- BRIEF -
Name every girl whom the review describes by hair color, and give the color stated for each one.

[Begin QUOTED TEXT]

I love yuri.
If Yuruyuri were tangible, I would douse it with kerosene, light it on fire, and roast marshmallows over it.
Something isn't right here.
Yuruyuri is about three middle school girls who take over the room that belonged to their school's now defunct Tea Ceremony Club. They dub it the Amusement Club, where they do nothing in an utterly uninteresting way. Blonde Kyouko gushes about the latest doujinshi she drew starring her favorite anime character, the magical girl Mirakurun. Red-haired Akari is a fitting lead for this show, because she's utterly bland. Sensible brunette Yui acts as a foil to Kyouko. And another girl, pink-haired Chinatsu, stops by because she wants to join the Tea Ceremony Club. Rather than join because she thinks it looks like fun, she gets dragged in by Kyouko because she looks like Mirakurun, and spends most of her time making googly eyes at the impervious Yui while dodging Kyouko's advances.

[End QUOTED TEXT]
[Begin DATA LISTING]

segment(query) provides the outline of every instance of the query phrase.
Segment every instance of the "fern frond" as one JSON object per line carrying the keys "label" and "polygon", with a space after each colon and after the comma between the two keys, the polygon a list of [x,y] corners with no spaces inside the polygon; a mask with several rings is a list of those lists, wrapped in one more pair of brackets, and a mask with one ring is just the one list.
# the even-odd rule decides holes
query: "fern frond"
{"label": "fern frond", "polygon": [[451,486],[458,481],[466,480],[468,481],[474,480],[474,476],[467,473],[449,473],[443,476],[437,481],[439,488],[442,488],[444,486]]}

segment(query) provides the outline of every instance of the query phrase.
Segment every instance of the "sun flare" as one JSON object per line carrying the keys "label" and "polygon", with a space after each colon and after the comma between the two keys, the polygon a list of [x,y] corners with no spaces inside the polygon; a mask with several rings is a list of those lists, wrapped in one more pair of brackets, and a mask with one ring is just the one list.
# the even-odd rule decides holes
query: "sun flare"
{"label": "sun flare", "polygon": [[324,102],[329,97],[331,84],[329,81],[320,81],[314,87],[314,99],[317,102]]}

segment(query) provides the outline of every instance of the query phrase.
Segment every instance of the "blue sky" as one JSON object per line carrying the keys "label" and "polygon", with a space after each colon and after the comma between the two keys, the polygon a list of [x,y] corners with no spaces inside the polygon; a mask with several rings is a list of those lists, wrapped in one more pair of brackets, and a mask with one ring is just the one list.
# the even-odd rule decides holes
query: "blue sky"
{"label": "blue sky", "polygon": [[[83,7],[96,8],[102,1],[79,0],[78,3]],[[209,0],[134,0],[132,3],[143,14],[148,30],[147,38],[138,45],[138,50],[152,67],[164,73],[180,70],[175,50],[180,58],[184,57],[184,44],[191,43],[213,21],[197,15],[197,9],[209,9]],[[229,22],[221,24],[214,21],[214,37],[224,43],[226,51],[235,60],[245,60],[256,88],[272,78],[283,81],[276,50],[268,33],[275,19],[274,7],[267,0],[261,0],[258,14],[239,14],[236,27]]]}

[End DATA LISTING]
[Begin DATA LISTING]

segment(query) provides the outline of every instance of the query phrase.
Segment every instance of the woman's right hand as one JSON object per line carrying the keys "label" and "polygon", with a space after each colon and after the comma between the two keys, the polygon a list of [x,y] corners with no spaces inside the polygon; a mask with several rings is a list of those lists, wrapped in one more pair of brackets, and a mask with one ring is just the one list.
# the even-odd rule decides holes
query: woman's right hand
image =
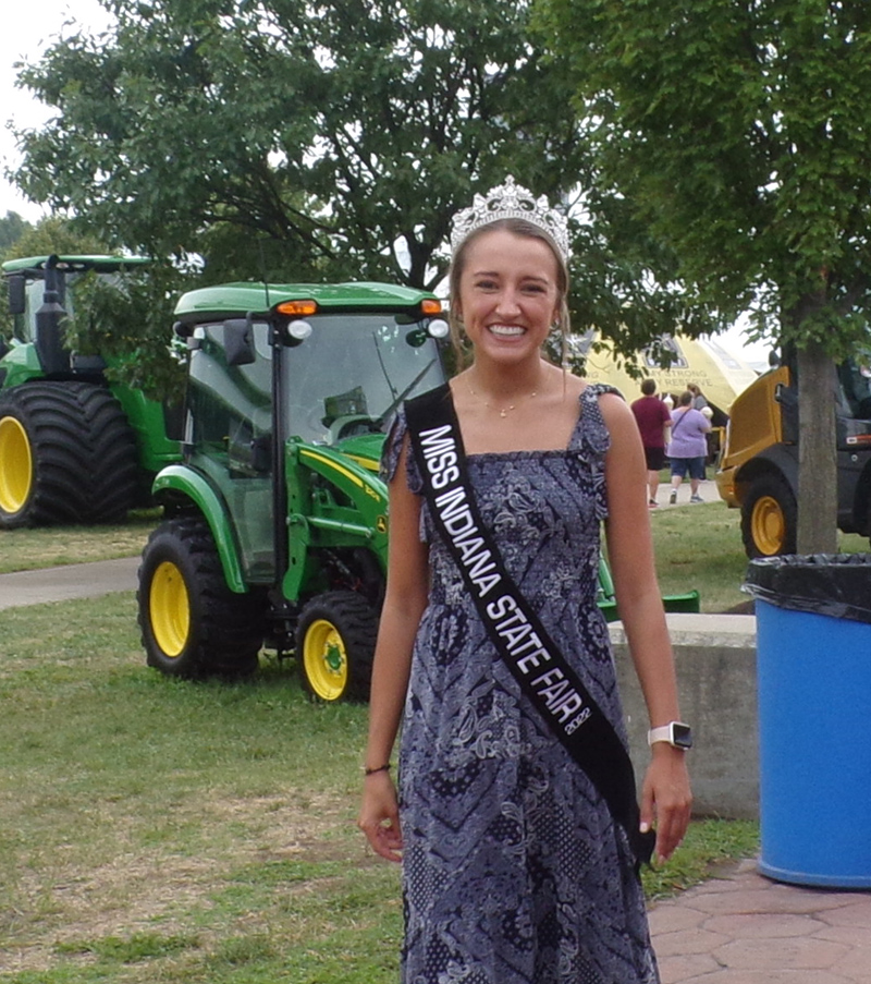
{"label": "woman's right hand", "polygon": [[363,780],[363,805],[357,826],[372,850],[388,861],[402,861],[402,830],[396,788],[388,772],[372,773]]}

[End DATA LISTING]

- EXERCISE RESULT -
Kyouko: blonde
Akari: red-haired
Yui: brunette
Chinatsu: pink-haired